SET TASK: Return every line of the rows below unchanged, character for character.
☆ ☆ ☆
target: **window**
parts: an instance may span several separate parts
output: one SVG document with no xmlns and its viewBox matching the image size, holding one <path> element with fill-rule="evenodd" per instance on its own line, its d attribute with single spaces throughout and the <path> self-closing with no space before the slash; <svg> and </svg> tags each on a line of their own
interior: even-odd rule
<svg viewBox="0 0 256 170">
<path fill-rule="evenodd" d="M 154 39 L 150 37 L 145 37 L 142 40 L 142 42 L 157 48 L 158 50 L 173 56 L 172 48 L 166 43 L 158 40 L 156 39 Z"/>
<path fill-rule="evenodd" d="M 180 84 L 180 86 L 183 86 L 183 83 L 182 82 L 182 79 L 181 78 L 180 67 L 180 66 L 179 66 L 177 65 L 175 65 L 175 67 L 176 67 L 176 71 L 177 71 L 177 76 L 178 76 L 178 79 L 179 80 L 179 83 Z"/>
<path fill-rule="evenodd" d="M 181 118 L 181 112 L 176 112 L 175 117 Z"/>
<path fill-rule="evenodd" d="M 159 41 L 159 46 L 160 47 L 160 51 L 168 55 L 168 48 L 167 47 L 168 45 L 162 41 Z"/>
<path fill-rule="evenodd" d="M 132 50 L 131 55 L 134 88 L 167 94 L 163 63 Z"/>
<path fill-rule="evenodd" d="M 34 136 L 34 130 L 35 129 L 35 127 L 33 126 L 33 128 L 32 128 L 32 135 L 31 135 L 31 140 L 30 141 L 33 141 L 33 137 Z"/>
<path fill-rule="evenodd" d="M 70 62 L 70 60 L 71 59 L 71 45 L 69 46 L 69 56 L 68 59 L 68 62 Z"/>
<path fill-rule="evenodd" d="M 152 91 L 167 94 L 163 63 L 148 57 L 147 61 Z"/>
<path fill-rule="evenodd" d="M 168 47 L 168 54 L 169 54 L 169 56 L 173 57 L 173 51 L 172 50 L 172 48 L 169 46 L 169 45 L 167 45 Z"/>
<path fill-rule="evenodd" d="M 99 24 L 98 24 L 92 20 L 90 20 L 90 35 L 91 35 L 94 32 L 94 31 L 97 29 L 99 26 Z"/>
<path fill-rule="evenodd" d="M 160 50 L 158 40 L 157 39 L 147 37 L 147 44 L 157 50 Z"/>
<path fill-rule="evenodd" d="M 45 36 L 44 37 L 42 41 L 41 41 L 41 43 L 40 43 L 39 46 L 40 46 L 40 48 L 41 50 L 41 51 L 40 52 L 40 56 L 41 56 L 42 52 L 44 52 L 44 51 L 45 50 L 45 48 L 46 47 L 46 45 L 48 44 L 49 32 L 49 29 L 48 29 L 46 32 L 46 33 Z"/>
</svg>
☆ ☆ ☆
OUTPUT OF THE TASK:
target: **window**
parts: an instance may span several separate parts
output: one SVG document with no xmlns and its viewBox matching the image size, holding one <path> element with fill-rule="evenodd" per instance on its own line, its d attribute with single spaces throughout and the <path> self-closing with no space before the slash; <svg> and </svg> tags each on a line of their own
interior: even-odd rule
<svg viewBox="0 0 256 170">
<path fill-rule="evenodd" d="M 154 39 L 150 37 L 145 37 L 142 40 L 142 42 L 157 48 L 158 50 L 173 56 L 172 48 L 166 43 L 158 40 L 156 39 Z"/>
<path fill-rule="evenodd" d="M 180 84 L 180 86 L 183 86 L 183 83 L 182 82 L 182 79 L 181 78 L 180 67 L 180 66 L 179 66 L 177 65 L 175 65 L 175 67 L 176 67 L 176 71 L 177 71 L 177 76 L 178 76 L 178 79 L 179 80 L 179 83 Z"/>
<path fill-rule="evenodd" d="M 181 118 L 181 112 L 176 112 L 175 117 Z"/>
<path fill-rule="evenodd" d="M 159 41 L 159 46 L 160 47 L 160 51 L 168 55 L 168 48 L 167 47 L 168 45 L 162 41 Z"/>
<path fill-rule="evenodd" d="M 132 50 L 131 55 L 134 88 L 167 94 L 163 63 Z"/>
<path fill-rule="evenodd" d="M 34 136 L 34 130 L 35 129 L 35 127 L 33 126 L 33 128 L 32 128 L 32 135 L 31 135 L 31 140 L 30 141 L 33 141 L 33 137 Z"/>
<path fill-rule="evenodd" d="M 70 62 L 70 60 L 71 59 L 71 45 L 69 46 L 69 56 L 68 59 L 68 62 Z"/>
<path fill-rule="evenodd" d="M 152 91 L 167 94 L 163 63 L 148 57 L 147 61 Z"/>
<path fill-rule="evenodd" d="M 168 47 L 168 54 L 169 54 L 169 56 L 173 57 L 173 51 L 172 50 L 172 48 L 169 46 L 169 45 L 167 45 Z"/>
<path fill-rule="evenodd" d="M 99 24 L 98 24 L 92 20 L 90 20 L 90 35 L 91 35 L 94 32 L 94 31 L 97 29 L 99 26 Z"/>
<path fill-rule="evenodd" d="M 160 50 L 158 40 L 157 39 L 147 37 L 147 44 L 157 50 Z"/>
<path fill-rule="evenodd" d="M 45 36 L 44 37 L 42 41 L 41 41 L 41 43 L 40 43 L 39 46 L 40 46 L 40 48 L 41 50 L 41 51 L 40 52 L 40 56 L 41 56 L 42 52 L 44 52 L 44 51 L 45 50 L 45 48 L 46 47 L 46 45 L 48 44 L 49 32 L 49 29 L 48 29 L 46 32 L 46 33 Z"/>
</svg>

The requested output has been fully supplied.